■ **Given text**:
====
Showing posts with label Iraq War. Show all posts
Showing posts with label Iraq War. Show all posts

Thursday, January 16, 2020

Father of Lions by Louise Callaghan

Ordinary people in extraordinary times can accomplish the heroic. 

Father of Lions: One Man's Remarkable Quest to Save the Mosul Zoo by Louise Callaghan tells the story of the people who worked to save the Mosul Zoo animals under unimaginable circumstances. The privations of wartime, the societal and political shifts under ISIS, and the extraordinary measures taken to extract the animals are vividly rendered. 

Abu Laith loved animals. As a boy, he brought home two dogs who became his constant companions, which set him apart in a society that condemned dogs as unclean. He learned everything he could about wildlife from National Geographic and dreamed of creating his own zoo where the animals had open spaces instead of cages. 

Upset by the neglect of the zoo animals across the street from his Mosul home, he contacted the distant zoo owner and became the zookeeper. He hand-raised a baby lion he called Zombie. He loved the lions and bears and monkeys and took great pride in their care.

When ISIS took over Mosul and set up camp in the zoo, Abu Laith went into hiding with his family. He fretted over his beloved animals' neglect, but under threat from ISIS was unable to leave his home. He hired a man out of his own pocket to care for the zoo. 

And then the Iraq war came.
====
■ **Data shown**:
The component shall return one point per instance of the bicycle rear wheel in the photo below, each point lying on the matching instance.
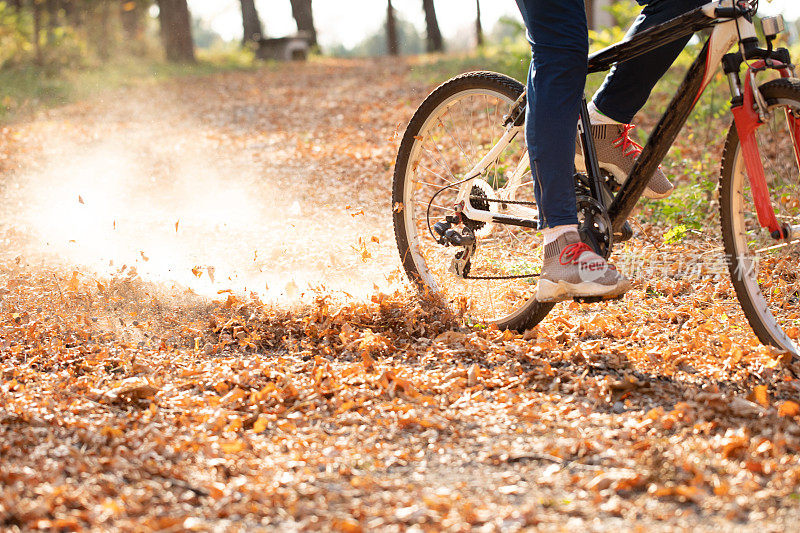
====
■ **Problems and tasks**:
[1] Reproduce verbatim the stretch of the book review from "Father of Lions: One" through "instead of cages.".
[2] According to the book review, which kinds of zoo animals did Abu Laith love? List them all.

■ **Exercise results**:
[1]
Father of Lions: One Man's Remarkable Quest to Save the Mosul Zoo by Louise Callaghan tells the story of the people who worked to save the Mosul Zoo animals under unimaginable circumstances. The privations of wartime, the societal and political shifts under ISIS, and the extraordinary measures taken to extract the animals are vividly rendered. 

Abu Laith loved animals. As a boy, he brought home two dogs who became his constant companions, which set him apart in a society that condemned dogs as unclean. He learned everything he could about wildlife from National Geographic and dreamed of creating his own zoo where the animals had open spaces instead of cages.

[2] Lions, bears, and monkeys.